> ACTIVITY: Beginning with the line that contains "256, row 136", transcribe every line through the end of the entries exactly as written, and reproduce nothing else.

> MATERIAL FOR THIS TASK:
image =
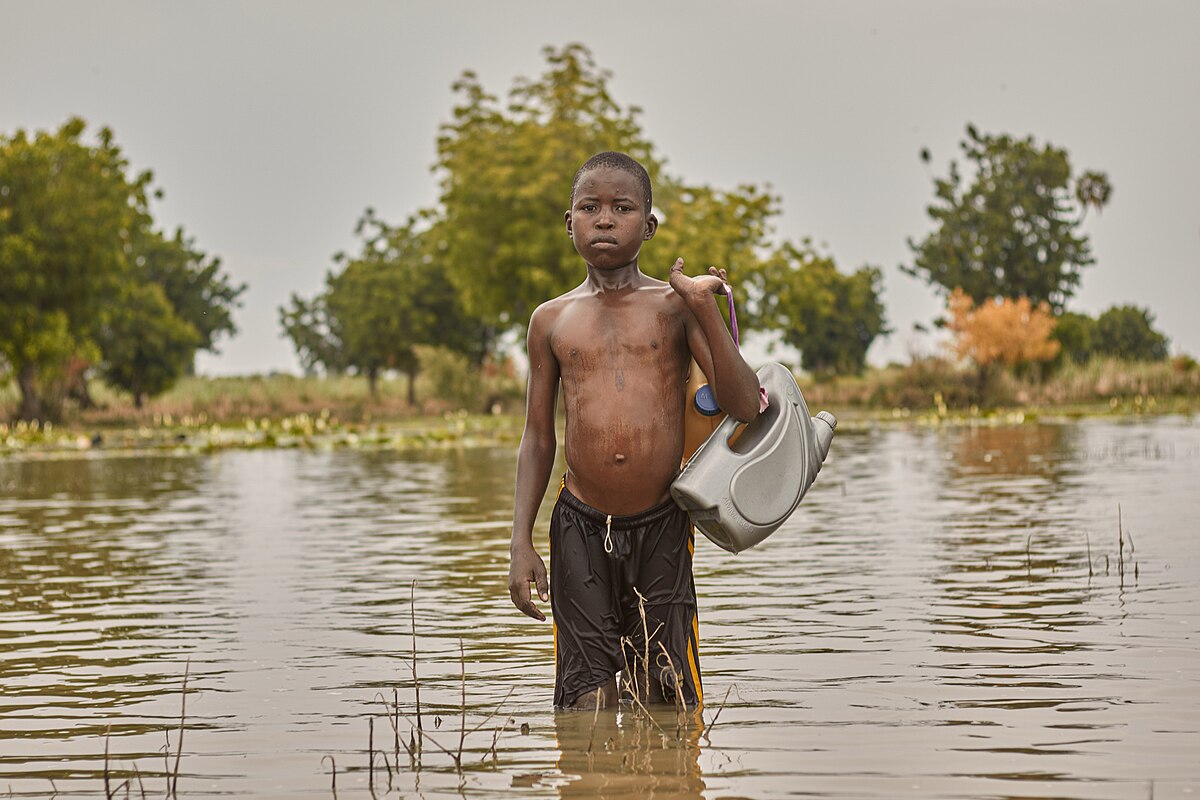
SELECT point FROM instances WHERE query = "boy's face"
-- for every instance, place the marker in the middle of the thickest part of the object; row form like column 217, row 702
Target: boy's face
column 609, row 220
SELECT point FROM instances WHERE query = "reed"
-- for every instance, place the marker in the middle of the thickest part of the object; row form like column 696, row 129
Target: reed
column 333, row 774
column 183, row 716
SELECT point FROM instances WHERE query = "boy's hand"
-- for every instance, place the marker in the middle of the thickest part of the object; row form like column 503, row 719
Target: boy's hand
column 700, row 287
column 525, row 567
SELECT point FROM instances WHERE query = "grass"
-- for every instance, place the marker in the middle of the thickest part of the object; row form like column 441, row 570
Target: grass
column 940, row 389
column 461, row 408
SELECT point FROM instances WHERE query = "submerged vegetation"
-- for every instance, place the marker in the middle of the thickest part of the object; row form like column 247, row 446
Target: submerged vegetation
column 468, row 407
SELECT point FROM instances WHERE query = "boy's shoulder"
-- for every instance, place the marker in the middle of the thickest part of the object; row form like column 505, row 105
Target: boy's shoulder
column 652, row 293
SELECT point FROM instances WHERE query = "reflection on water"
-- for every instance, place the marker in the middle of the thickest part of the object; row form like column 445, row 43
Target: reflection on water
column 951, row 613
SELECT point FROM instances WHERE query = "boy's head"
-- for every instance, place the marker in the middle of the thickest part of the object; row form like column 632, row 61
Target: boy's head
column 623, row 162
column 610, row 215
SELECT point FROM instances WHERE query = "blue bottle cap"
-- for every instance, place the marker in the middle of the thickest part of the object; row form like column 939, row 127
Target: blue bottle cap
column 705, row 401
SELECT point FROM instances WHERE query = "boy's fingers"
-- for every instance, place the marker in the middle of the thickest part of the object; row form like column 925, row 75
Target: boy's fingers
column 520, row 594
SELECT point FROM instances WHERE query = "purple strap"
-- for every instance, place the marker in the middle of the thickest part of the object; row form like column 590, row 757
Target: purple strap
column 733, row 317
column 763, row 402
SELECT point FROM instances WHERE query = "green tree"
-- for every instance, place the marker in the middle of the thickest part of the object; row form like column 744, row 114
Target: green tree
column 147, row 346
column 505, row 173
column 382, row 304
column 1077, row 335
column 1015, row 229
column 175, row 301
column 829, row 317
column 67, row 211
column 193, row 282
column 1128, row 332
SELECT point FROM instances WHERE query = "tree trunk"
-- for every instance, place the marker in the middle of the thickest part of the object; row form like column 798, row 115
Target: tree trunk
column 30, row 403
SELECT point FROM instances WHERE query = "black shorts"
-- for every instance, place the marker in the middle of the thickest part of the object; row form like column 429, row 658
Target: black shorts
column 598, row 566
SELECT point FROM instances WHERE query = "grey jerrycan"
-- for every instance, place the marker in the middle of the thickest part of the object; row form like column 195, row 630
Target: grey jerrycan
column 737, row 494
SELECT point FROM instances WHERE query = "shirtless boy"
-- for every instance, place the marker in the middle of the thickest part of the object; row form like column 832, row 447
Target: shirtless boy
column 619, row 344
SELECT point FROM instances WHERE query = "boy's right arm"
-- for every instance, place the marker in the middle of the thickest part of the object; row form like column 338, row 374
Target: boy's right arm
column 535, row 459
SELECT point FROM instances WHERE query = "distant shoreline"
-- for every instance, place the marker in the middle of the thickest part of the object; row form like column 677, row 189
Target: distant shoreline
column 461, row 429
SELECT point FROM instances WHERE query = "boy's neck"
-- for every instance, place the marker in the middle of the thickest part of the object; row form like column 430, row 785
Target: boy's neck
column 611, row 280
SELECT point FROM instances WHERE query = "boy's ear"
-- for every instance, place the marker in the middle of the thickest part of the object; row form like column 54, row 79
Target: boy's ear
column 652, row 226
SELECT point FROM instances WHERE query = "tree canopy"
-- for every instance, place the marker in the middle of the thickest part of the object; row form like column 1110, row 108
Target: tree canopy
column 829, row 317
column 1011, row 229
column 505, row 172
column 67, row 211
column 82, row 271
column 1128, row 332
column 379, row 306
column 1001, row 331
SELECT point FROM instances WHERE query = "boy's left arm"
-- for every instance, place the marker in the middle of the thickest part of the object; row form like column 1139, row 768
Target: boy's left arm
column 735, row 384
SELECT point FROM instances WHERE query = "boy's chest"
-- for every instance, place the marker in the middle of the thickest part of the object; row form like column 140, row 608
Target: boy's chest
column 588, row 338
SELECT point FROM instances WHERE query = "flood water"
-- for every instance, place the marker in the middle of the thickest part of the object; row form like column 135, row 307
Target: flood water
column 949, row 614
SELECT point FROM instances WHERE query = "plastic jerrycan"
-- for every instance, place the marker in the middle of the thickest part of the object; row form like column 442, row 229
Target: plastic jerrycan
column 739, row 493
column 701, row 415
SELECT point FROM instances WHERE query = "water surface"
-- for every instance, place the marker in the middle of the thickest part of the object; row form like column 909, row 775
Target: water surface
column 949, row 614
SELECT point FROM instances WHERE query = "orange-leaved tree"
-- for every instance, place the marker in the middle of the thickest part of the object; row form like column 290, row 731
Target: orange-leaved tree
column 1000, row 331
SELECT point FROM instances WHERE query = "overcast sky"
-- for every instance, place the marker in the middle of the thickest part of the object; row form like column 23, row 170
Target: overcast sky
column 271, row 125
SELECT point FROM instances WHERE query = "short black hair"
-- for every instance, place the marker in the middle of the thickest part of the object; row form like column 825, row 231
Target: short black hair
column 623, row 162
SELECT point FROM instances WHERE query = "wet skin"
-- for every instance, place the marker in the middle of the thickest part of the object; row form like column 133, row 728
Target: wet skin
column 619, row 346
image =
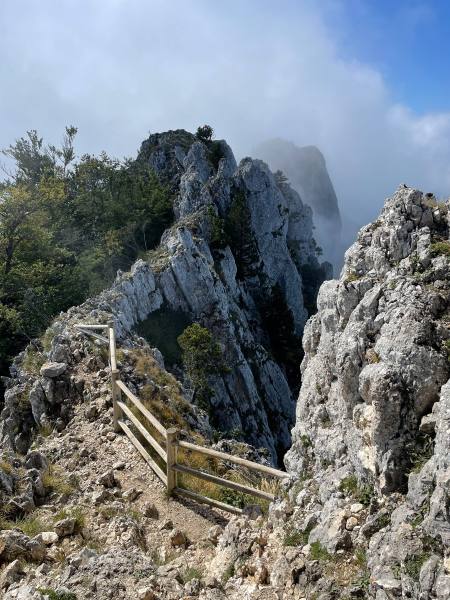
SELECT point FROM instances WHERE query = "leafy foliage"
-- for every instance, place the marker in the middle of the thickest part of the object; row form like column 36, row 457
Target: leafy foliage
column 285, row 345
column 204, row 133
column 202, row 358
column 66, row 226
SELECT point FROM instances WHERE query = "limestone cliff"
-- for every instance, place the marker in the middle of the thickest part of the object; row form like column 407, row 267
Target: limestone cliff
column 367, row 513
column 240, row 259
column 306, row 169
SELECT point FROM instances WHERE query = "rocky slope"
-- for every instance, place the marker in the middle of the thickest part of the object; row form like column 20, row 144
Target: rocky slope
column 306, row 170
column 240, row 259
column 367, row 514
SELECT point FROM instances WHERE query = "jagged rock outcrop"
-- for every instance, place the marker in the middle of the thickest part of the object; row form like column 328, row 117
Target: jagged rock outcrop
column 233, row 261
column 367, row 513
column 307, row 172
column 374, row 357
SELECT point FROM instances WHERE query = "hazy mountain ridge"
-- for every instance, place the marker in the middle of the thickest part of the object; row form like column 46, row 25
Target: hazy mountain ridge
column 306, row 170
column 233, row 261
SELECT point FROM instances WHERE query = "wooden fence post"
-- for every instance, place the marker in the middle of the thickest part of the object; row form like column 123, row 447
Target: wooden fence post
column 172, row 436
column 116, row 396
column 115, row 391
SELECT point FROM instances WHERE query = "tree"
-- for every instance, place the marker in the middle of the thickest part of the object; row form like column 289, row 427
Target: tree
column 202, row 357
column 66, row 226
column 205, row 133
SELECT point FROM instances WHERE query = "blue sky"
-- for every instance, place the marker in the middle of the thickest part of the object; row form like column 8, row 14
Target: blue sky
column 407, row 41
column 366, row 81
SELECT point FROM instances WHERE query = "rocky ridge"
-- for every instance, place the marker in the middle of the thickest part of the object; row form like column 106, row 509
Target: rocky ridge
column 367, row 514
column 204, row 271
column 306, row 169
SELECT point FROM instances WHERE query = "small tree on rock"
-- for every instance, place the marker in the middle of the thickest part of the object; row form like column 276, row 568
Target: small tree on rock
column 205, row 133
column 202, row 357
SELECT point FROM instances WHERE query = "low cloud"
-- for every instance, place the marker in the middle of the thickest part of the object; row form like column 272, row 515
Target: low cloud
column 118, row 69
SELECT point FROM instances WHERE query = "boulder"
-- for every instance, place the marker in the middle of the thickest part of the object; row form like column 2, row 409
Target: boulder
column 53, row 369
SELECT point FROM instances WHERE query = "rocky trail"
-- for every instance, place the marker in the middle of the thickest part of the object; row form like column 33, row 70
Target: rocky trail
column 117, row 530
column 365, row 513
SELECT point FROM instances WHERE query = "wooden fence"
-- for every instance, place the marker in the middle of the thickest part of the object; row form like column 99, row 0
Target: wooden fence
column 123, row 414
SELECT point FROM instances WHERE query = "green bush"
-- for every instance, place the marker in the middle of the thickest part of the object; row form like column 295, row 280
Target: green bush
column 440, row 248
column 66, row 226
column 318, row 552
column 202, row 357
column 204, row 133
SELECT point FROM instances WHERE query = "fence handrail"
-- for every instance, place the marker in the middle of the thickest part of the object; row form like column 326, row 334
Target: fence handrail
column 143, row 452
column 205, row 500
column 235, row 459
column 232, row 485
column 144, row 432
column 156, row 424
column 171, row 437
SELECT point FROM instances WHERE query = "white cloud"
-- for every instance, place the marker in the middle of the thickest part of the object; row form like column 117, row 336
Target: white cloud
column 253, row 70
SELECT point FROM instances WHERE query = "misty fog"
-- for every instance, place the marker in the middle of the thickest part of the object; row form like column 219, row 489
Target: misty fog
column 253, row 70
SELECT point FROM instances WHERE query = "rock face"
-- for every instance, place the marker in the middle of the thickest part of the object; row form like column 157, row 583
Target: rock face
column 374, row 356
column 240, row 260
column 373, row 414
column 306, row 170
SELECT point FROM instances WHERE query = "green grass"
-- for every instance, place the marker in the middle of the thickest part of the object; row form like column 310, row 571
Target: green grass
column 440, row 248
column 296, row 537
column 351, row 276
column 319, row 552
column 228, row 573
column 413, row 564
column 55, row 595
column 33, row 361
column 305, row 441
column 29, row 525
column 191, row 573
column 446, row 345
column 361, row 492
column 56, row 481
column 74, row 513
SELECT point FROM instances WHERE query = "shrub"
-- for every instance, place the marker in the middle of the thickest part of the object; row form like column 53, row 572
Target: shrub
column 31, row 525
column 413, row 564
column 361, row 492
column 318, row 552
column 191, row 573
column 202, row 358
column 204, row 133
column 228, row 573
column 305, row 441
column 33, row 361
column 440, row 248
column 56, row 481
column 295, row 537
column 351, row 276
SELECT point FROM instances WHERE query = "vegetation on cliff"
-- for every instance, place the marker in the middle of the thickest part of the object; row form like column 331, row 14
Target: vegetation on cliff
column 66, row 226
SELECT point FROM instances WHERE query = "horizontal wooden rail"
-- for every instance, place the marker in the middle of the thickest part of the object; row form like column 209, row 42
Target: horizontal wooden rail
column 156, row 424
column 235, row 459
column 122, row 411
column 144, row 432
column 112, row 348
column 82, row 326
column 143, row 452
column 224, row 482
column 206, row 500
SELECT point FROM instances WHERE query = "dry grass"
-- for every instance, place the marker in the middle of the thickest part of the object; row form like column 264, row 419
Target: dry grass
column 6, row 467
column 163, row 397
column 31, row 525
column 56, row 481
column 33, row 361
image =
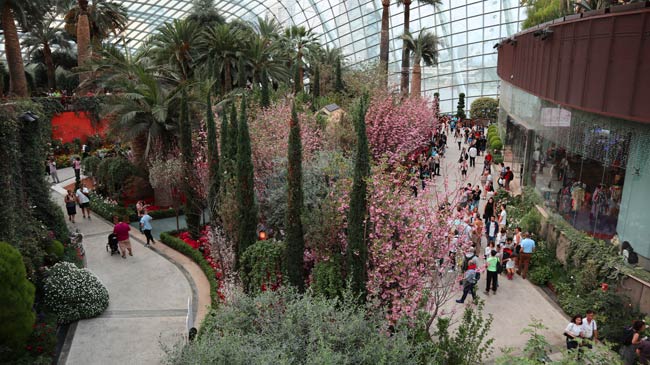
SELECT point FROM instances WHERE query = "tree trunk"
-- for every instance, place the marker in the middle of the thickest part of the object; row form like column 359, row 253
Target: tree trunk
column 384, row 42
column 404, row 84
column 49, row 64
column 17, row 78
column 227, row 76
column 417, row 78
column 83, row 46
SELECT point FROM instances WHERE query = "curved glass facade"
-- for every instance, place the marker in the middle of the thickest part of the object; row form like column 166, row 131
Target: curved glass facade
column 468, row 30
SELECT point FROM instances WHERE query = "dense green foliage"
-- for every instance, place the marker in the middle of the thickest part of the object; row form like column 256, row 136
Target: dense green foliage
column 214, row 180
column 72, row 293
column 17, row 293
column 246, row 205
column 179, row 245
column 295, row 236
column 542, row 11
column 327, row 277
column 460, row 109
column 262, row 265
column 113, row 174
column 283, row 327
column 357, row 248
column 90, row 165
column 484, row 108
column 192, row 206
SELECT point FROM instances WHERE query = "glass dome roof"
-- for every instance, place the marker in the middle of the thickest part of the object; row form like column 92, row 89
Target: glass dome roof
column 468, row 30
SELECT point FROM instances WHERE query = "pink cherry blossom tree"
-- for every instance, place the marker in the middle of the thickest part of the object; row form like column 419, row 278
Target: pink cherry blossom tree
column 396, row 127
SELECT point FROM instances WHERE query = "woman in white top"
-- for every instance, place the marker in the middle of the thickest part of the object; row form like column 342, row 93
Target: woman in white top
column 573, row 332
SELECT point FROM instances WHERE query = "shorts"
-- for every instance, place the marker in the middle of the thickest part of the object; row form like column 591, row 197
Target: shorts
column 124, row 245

> ANSWER SECTION:
-- for every instance, place the marker in the middle of the thickest part of the object; row form like column 256, row 136
Target: dense green foliage
column 214, row 180
column 72, row 293
column 17, row 293
column 246, row 205
column 179, row 245
column 295, row 236
column 542, row 11
column 327, row 277
column 460, row 109
column 262, row 265
column 113, row 174
column 283, row 327
column 357, row 248
column 90, row 165
column 484, row 108
column 192, row 206
SELECT point FROM instances WHERE query = "glass dome roof"
-- for every instance, place the marker in the middle of the thickest part of the object; row form like column 92, row 89
Target: glass dome roof
column 468, row 30
SELECT point FROM instances WHERE query = "pink cherry blossom tree"
-- for every instance, place the marker in the middle of the thickest part of the object; row form like column 419, row 278
Target: pink cherry blossom tree
column 396, row 127
SELECT point FROM instances WHERE query = "woman in white top"
-- for every instance, place the marker in the middle of the thickest part of the object; row form like column 342, row 93
Target: woman in white top
column 573, row 332
SELECT point FROM instances WHERE query = "shorts"
-- for every instance, place the marker in the middle of the thickest part of the object; row form like column 591, row 197
Target: shorts
column 124, row 245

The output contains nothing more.